| Passage for review |
+++

As the stigma around getting support for mental health issues dissipates, students are more likely to seek help, said Jon Porter, director of the Center for Health and Wellbeing.
The number of students requesting mental health services has increased over the past few decades, he said.
“Visits to [Counseling and Psychiatry Services] have increased steadily over the past decade, now to over 14,000 visits per year,” Porter said. “I think all of us who have been working with college students in the past few decades have seen an increase in demand for mental health services. It’s not just at UVM. It’s part of a national trend.”
The cause of increased demand is two-fold, CAPS Director Todd Weinman said.

“Demand for campus mental health services has increased significantly over the past ten years,” Weinman said. “Students are coming to college more willing to access services, as well as reporting more stress than previous cohorts.”

The types of issues that students come in to discuss are more complex and challenging than when he began working at the University in 1997, Porter said.

In previous decades, students came in seeking help with homesickness and relationship troubles, he said. Today, more students come in for help managing anxiety and depression.

While more students come in to discuss academic stress, the increased demand for mental health services may actually be a good sign, Porter said.

+++

| Exercise data |
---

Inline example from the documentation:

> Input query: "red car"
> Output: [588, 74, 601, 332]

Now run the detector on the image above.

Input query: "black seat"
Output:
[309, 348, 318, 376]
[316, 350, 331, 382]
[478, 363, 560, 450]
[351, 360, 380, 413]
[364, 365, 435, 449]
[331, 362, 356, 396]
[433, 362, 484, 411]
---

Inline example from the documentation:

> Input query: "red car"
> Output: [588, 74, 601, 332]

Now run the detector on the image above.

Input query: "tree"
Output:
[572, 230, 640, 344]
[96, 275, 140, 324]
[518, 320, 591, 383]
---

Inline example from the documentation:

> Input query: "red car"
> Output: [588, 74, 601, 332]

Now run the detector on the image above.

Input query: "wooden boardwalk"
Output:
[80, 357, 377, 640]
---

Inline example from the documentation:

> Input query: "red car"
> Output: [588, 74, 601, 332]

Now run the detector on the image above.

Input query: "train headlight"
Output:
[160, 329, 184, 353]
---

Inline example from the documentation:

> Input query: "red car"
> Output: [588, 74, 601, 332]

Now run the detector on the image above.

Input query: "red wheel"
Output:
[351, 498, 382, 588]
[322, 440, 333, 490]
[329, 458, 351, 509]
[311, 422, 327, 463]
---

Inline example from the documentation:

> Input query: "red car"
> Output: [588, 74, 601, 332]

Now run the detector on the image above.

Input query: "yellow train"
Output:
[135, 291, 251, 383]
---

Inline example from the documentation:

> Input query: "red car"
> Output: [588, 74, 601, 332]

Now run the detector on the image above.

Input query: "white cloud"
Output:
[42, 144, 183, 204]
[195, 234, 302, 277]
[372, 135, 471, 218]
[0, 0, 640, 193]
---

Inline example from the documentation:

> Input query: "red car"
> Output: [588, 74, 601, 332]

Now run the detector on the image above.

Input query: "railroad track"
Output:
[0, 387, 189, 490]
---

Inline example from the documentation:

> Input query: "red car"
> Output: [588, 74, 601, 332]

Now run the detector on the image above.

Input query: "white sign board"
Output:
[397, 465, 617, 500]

+++

| Exercise requirements |
Resume the article on rising demand for student mental health services at UVM, starting after its last sentence. The rows are separate material and have no connection to the article on student mental health services.

| Answer to this problem |
Today, the stigma around getting help is less than it once was, he said.

“I know our major priority has been to make getting help okay,” he said. “Really, we’re happy that these needs and issues are coming to us, that students are willing to talk about it.”

There is an uptick in demand for services around mid- terms and finals due to academic stress, he said.

“If there is an uptick near finals, it is not always necessarily due to mental health concerns,” said Annie Stevens, vice provost of Student Affairs, “as much as it is a normal increase in stress that can often be prevented or managed with advanced planning, healthy behaviors, and time management.”

Students schedule more appointments with CAPS at the end of the semester, when they have to deal with stress related to finals and finishing their courses for the term, Weinman said.

The University’s success in helping students be mentally healthy has to do with the community’s willingness to help one another, Porter said.

The success can also be linked to the laid-back climate of the UVM community, Senior Emi Eakin said.

“UVM is a human place where people actually care about each other,” Porter said. “We have a balance here that’s healthier in terms of academic stress compared to other institutions … People look out for each other.”

The Center for Health and Wellbeing has formalized the UVM culture of looking out for each other with Concern And/or Risk Event forms. With CARE forms, anyone can anonymously report their concern of the mental health of UVM community members, Porter said.

“There has been a significant increase in community members identifying students at risk through the Dean of Students CARE form,” Weinman said, “and in making referrals to CAPS and other campus re- sources.”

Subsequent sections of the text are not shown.